◆ EXERCISE OBJECTIVE
Extract everything from "Accessing Downloaded Checkpoints" down to "across multiple nodes." in the checkpoint loading text below, copying it word for word.

◆ SELECTED EXCERPT
━━━━━━━━━━━━━━━━━━━━━━━━━━━━━━
Skip to main content
Checkpoint loading lets you resume training from previously saved model states. When enabled, Baseten automatically downloads your specified checkpoints to the training environment before your training code starts. Use cases:
  • Resume failed training jobs
  • Incremental training and fine-tuning

Accessing Downloaded Checkpoints

Checkpoints are available through the BT_LOAD_CHECKPOINT_DIR environment variable. For single-node training, they’re located in BT_LOAD_CHECKPOINT_DIR/rank-0/.
Checkpoint restoration currently does not support loading weights that are sharded across multiple nodes.

Checkpoint Reference

Create references to checkpoints using the BasetenCheckpoint factory:

From Latest

# Load the latest checkpoint from a project 
BasetenCheckpoint.from_latest_checkpoint(project_name="my-training-project")  

# Load the latest checkpoint from a previous job  
BasetenCheckpoint.from_latest_checkpoint(job_id="gvpql31")
━━━━━━━━━━━━━━━━━━━━━━━━━━━━━━
◆ SUPPLIED DATA
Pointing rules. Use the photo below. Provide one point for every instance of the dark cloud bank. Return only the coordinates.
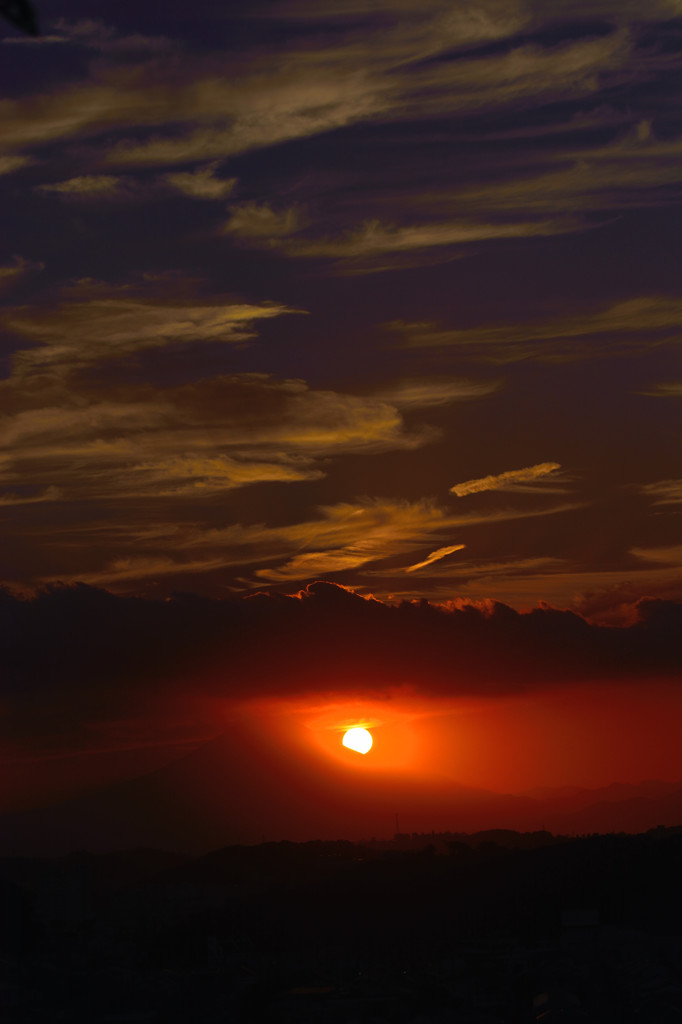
(87, 647)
━━━━━━━━━━━━━━━━━━━━━━━━━━━━━━
◆ THE RESPONSE
Accessing Downloaded Checkpoints

Checkpoints are available through the BT_LOAD_CHECKPOINT_DIR environment variable. For single-node training, they’re located in BT_LOAD_CHECKPOINT_DIR/rank-0/.
Checkpoint restoration currently does not support loading weights that are sharded across multiple nodes.